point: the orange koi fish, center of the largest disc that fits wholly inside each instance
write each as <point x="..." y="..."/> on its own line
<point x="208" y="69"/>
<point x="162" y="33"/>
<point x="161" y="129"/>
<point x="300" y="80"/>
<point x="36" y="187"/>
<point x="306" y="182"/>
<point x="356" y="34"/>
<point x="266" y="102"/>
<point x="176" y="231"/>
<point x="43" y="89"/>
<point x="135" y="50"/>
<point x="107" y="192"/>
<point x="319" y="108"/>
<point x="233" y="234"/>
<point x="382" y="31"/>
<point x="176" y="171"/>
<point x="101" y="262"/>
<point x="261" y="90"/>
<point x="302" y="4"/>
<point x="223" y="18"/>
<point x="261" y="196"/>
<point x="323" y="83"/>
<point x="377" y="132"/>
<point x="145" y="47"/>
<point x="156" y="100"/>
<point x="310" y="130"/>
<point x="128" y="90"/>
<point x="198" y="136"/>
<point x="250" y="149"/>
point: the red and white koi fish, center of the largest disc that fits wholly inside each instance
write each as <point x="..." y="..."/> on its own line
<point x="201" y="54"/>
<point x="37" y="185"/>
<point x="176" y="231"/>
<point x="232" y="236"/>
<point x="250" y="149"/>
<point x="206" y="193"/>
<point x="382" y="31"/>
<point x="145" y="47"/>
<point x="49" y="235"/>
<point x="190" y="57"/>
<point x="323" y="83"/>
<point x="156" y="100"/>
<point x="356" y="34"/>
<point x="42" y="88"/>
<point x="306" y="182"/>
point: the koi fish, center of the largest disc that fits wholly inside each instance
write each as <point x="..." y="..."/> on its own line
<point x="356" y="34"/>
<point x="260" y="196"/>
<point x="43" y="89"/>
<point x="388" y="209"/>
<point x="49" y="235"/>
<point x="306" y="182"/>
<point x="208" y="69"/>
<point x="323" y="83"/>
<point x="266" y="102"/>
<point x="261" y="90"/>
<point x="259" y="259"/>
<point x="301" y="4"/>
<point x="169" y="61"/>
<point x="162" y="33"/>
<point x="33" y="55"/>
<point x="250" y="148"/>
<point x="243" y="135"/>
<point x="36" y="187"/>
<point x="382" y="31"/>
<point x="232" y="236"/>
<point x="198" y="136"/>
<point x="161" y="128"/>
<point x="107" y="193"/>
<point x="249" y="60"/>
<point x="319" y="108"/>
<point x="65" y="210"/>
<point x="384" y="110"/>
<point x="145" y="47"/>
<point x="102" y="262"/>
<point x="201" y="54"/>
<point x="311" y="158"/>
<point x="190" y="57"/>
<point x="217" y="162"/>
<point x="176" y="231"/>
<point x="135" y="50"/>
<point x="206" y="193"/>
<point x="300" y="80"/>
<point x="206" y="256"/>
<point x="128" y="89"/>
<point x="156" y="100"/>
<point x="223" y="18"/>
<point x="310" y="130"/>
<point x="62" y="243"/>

------------

• **Aim of the exercise**:
Transcribe the entire listing above exactly.

• **The answer**:
point: the orange koi fish, center of the largest disc that fits wholly inside each instance
write each as <point x="..." y="..."/> on its own line
<point x="208" y="69"/>
<point x="162" y="33"/>
<point x="161" y="129"/>
<point x="300" y="80"/>
<point x="36" y="187"/>
<point x="306" y="182"/>
<point x="356" y="34"/>
<point x="266" y="102"/>
<point x="176" y="231"/>
<point x="43" y="89"/>
<point x="135" y="50"/>
<point x="107" y="192"/>
<point x="319" y="108"/>
<point x="233" y="234"/>
<point x="382" y="31"/>
<point x="176" y="171"/>
<point x="101" y="262"/>
<point x="261" y="90"/>
<point x="302" y="4"/>
<point x="223" y="18"/>
<point x="261" y="196"/>
<point x="323" y="83"/>
<point x="377" y="132"/>
<point x="145" y="47"/>
<point x="156" y="100"/>
<point x="310" y="130"/>
<point x="128" y="90"/>
<point x="198" y="136"/>
<point x="250" y="149"/>
point: the red and white koi fish, center of the largest disc that fits wholly inside each instance
write each as <point x="..." y="..."/> on its own line
<point x="201" y="54"/>
<point x="37" y="185"/>
<point x="176" y="231"/>
<point x="232" y="236"/>
<point x="250" y="149"/>
<point x="206" y="193"/>
<point x="382" y="31"/>
<point x="145" y="47"/>
<point x="49" y="235"/>
<point x="190" y="57"/>
<point x="323" y="83"/>
<point x="156" y="100"/>
<point x="356" y="34"/>
<point x="42" y="88"/>
<point x="306" y="182"/>
point: the koi fish, center of the largest disc that fits wholly inside each instance
write each as <point x="..." y="..."/> on its own line
<point x="356" y="34"/>
<point x="260" y="196"/>
<point x="43" y="89"/>
<point x="388" y="209"/>
<point x="49" y="235"/>
<point x="306" y="182"/>
<point x="208" y="69"/>
<point x="323" y="83"/>
<point x="266" y="102"/>
<point x="261" y="90"/>
<point x="259" y="259"/>
<point x="301" y="4"/>
<point x="169" y="61"/>
<point x="162" y="33"/>
<point x="33" y="55"/>
<point x="250" y="148"/>
<point x="243" y="135"/>
<point x="36" y="187"/>
<point x="382" y="31"/>
<point x="232" y="236"/>
<point x="198" y="136"/>
<point x="161" y="128"/>
<point x="107" y="193"/>
<point x="249" y="60"/>
<point x="319" y="108"/>
<point x="65" y="210"/>
<point x="384" y="110"/>
<point x="145" y="47"/>
<point x="102" y="262"/>
<point x="201" y="54"/>
<point x="311" y="158"/>
<point x="190" y="57"/>
<point x="217" y="162"/>
<point x="176" y="231"/>
<point x="135" y="50"/>
<point x="206" y="193"/>
<point x="300" y="80"/>
<point x="206" y="256"/>
<point x="128" y="89"/>
<point x="156" y="100"/>
<point x="223" y="18"/>
<point x="310" y="130"/>
<point x="62" y="243"/>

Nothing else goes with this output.